--- START INPUT FOR THIS TASK ---

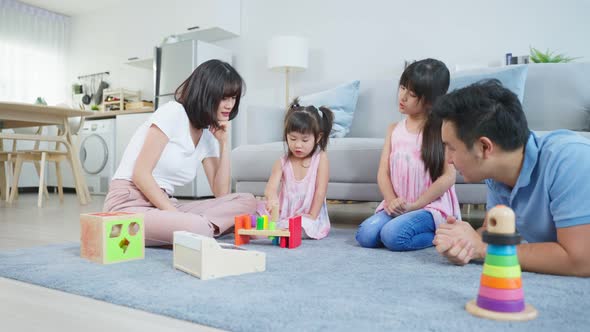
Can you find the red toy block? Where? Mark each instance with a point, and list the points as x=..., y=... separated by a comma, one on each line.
x=295, y=230
x=239, y=223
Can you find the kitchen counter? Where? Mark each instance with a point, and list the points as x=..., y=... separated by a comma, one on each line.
x=112, y=114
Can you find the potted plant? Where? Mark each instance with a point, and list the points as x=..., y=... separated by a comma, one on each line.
x=548, y=56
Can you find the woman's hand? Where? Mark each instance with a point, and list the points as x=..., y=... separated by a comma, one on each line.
x=222, y=133
x=271, y=202
x=395, y=207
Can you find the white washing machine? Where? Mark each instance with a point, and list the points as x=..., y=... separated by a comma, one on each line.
x=97, y=153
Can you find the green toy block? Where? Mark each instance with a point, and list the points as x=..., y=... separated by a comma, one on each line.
x=112, y=237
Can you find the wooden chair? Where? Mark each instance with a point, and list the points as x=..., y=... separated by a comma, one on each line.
x=40, y=157
x=6, y=166
x=8, y=160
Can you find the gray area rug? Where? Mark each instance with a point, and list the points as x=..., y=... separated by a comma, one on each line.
x=331, y=284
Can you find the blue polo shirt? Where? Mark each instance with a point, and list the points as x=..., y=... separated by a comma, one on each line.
x=553, y=188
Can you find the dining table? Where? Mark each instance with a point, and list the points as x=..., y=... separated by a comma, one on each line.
x=20, y=115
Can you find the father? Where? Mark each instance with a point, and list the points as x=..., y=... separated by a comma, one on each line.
x=545, y=180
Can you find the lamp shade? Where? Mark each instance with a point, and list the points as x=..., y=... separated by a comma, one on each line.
x=288, y=52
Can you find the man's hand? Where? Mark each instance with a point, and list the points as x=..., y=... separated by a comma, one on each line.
x=459, y=242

--- END INPUT FOR THIS TASK ---

→ **WORK REQUIRED**:
Could you convert the records above, from their start up to and including the line with "x=97, y=153", into a numbered list with one entry per line, leaving out blank lines and the pictures?

→ **THE OUTPUT**:
1. Can you find the red toy block? Where? Mark each instance with a point, and list the points as x=..., y=... separated by a comma, one on each line.
2. x=295, y=230
3. x=239, y=223
4. Can you find the kitchen counter? Where? Mark each instance with a point, and list the points as x=..., y=... separated by a comma, one on each line.
5. x=112, y=114
6. Can you find the potted plant? Where? Mark each instance with a point, and list the points as x=..., y=... separated by a comma, one on each line.
7. x=548, y=56
8. Can you find the woman's hand? Where? Mark each instance with a point, and list the points as x=..., y=... separated by a comma, one on each line.
9. x=222, y=133
10. x=271, y=202
11. x=395, y=207
12. Can you find the white washing machine? Where? Mark each instance with a point, and list the points as x=..., y=... separated by a comma, one on each line.
13. x=97, y=153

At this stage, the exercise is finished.